# [WHAT IS BEING ASKED]
Copy out the records word for word, from the line with "Expected: one point per instance of the green shrub, with" through the line with "265], [214, 287]]", and give only those lines.

---

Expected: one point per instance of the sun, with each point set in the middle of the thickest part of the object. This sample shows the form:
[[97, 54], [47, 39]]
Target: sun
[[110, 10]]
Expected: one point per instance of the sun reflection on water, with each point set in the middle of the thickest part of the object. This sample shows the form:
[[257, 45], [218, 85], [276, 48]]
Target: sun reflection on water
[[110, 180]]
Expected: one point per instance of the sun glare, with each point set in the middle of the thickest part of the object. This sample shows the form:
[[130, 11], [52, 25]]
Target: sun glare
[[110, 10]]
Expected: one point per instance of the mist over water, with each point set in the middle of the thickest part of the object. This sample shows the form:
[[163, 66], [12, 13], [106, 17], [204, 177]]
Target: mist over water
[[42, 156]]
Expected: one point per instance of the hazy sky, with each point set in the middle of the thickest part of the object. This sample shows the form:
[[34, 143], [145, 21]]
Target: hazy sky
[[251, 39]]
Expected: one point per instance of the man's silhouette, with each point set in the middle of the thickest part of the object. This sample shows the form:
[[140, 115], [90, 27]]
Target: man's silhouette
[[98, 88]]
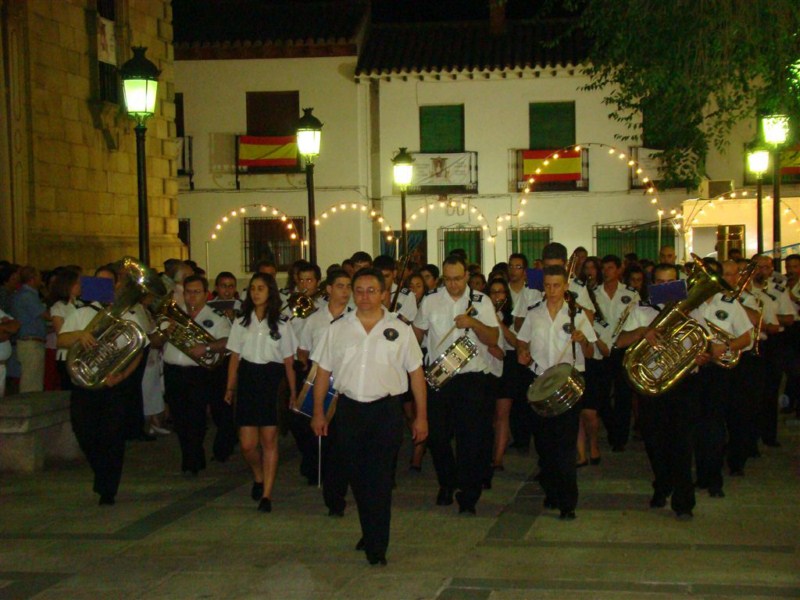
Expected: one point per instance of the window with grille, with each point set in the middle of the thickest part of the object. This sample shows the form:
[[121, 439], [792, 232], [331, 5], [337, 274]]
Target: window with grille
[[269, 238], [441, 128], [530, 241], [641, 239], [464, 238]]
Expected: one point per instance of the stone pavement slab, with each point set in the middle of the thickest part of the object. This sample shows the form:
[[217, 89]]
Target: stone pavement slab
[[183, 538]]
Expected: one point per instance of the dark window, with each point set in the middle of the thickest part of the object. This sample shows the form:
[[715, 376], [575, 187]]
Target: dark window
[[269, 238], [530, 241], [272, 113], [185, 233], [552, 125], [466, 238], [441, 128]]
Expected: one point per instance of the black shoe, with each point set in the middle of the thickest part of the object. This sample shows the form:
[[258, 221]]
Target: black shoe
[[257, 490], [658, 501], [377, 559], [445, 497]]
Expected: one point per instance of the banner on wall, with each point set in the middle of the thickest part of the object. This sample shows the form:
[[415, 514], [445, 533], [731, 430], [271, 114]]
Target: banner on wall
[[445, 173]]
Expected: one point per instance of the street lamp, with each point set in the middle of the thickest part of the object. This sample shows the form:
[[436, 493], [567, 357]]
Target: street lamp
[[403, 170], [309, 133], [758, 163], [776, 129], [140, 87]]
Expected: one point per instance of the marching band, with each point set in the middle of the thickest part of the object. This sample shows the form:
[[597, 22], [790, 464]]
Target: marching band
[[692, 359]]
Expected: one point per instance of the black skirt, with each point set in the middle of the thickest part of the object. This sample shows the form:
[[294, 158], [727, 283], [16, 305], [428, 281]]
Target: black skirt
[[257, 396]]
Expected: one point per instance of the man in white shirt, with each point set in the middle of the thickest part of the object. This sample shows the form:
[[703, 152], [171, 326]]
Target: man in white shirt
[[372, 356], [190, 387], [461, 408]]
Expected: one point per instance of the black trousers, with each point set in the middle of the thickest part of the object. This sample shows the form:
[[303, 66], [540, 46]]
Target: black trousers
[[747, 384], [227, 434], [711, 431], [368, 435], [667, 425], [556, 439], [461, 410], [131, 392], [97, 421], [616, 400], [188, 391]]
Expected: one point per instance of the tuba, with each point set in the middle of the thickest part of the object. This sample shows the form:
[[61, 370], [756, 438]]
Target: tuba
[[118, 340], [718, 335], [186, 334], [652, 370]]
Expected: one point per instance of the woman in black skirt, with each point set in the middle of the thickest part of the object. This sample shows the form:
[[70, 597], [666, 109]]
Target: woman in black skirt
[[262, 346]]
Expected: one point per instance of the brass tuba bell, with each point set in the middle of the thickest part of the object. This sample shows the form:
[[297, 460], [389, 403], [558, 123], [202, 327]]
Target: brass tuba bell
[[652, 370]]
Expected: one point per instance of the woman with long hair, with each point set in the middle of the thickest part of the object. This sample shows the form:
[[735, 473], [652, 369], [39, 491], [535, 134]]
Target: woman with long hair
[[262, 346], [591, 275]]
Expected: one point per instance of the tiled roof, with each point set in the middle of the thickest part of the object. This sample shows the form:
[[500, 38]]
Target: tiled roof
[[468, 46], [248, 23]]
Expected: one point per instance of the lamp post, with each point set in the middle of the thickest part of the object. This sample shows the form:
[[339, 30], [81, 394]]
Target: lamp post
[[403, 171], [758, 163], [140, 86], [309, 134], [776, 129]]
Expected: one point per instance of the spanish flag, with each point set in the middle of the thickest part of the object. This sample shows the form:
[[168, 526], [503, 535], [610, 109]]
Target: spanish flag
[[267, 151], [790, 161], [567, 167]]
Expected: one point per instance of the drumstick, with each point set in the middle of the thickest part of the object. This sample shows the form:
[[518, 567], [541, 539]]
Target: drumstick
[[469, 313]]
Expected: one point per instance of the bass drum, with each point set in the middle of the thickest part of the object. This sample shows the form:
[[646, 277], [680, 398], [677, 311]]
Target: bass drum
[[556, 390]]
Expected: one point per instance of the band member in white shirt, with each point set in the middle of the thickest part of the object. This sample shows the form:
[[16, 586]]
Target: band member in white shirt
[[545, 340], [461, 408], [189, 387], [371, 355], [262, 346]]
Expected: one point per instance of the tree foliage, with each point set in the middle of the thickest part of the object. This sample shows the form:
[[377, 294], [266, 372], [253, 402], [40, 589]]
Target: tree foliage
[[690, 69]]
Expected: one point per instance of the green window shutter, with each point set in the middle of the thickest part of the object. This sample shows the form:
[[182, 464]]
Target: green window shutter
[[552, 125], [467, 239], [532, 242], [441, 128]]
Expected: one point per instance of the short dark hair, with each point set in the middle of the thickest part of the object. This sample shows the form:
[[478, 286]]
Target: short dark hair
[[384, 261], [611, 258], [335, 274], [370, 272], [455, 259], [554, 270], [520, 256], [554, 250], [194, 279], [224, 275]]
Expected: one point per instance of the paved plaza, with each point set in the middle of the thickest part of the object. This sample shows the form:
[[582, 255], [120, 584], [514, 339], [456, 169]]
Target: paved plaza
[[174, 537]]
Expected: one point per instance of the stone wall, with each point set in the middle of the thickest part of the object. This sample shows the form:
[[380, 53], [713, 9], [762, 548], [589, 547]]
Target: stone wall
[[81, 203]]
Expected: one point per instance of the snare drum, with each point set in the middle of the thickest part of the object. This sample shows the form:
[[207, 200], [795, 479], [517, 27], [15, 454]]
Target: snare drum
[[304, 404], [450, 362], [556, 390]]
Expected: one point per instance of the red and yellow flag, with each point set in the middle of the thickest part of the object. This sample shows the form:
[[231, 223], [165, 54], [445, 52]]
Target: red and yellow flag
[[567, 167], [267, 151]]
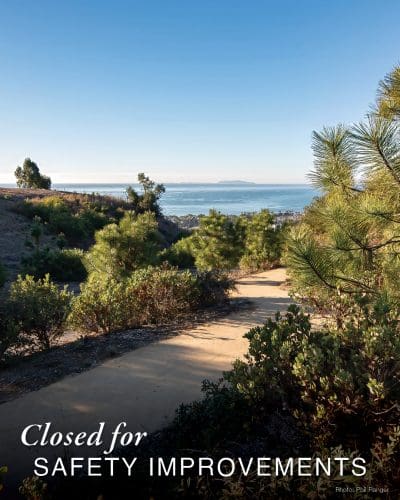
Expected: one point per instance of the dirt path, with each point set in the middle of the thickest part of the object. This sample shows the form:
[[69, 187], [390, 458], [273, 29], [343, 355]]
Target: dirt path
[[142, 388]]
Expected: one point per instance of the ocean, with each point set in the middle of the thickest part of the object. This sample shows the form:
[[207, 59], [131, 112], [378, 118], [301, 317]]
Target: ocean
[[233, 199]]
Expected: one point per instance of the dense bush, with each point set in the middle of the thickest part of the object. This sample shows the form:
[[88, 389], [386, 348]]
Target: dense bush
[[104, 304], [61, 265], [217, 243], [179, 254], [300, 392], [148, 199], [76, 218], [3, 275], [263, 241], [121, 248], [151, 295], [38, 309], [8, 331]]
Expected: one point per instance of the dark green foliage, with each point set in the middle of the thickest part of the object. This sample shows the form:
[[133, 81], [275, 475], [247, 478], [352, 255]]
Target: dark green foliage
[[299, 392], [179, 254], [3, 275], [152, 295], [61, 265], [38, 309], [122, 248], [29, 176], [9, 334], [147, 296], [76, 218], [218, 242], [147, 201], [263, 241], [214, 287]]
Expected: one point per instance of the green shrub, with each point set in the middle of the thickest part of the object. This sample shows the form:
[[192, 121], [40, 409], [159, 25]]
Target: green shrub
[[38, 309], [29, 176], [163, 293], [122, 248], [104, 305], [179, 254], [153, 295], [77, 221], [3, 275], [263, 242], [9, 335], [217, 243], [61, 265], [214, 287]]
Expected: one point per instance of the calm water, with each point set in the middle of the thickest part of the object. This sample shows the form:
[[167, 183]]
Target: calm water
[[182, 199]]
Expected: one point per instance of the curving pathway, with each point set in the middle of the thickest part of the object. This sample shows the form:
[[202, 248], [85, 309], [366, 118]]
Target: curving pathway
[[143, 387]]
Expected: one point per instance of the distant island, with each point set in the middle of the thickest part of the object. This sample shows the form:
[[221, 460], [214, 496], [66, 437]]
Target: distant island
[[235, 182]]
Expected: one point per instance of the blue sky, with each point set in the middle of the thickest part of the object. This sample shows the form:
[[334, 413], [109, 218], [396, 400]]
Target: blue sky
[[96, 91]]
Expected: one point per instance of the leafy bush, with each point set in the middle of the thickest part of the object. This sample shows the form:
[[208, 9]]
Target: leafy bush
[[262, 243], [3, 275], [124, 247], [38, 309], [214, 287], [147, 201], [217, 243], [153, 295], [9, 334], [61, 265], [76, 219], [105, 304], [179, 254]]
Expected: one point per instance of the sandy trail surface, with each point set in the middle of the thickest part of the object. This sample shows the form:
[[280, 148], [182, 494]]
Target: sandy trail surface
[[142, 388]]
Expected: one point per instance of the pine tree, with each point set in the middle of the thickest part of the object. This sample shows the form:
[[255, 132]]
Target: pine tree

---

# [RESPONSE TO THE TASK]
Expected: one point per instance of the green shrub, with each point set in the middle of the thickest part of the object. This sample shows the form:
[[192, 121], [40, 409], [159, 25]]
Target: green shrub
[[38, 309], [29, 176], [163, 293], [122, 248], [104, 305], [179, 254], [153, 295], [77, 221], [3, 275], [263, 242], [9, 335], [217, 243], [61, 265], [214, 287]]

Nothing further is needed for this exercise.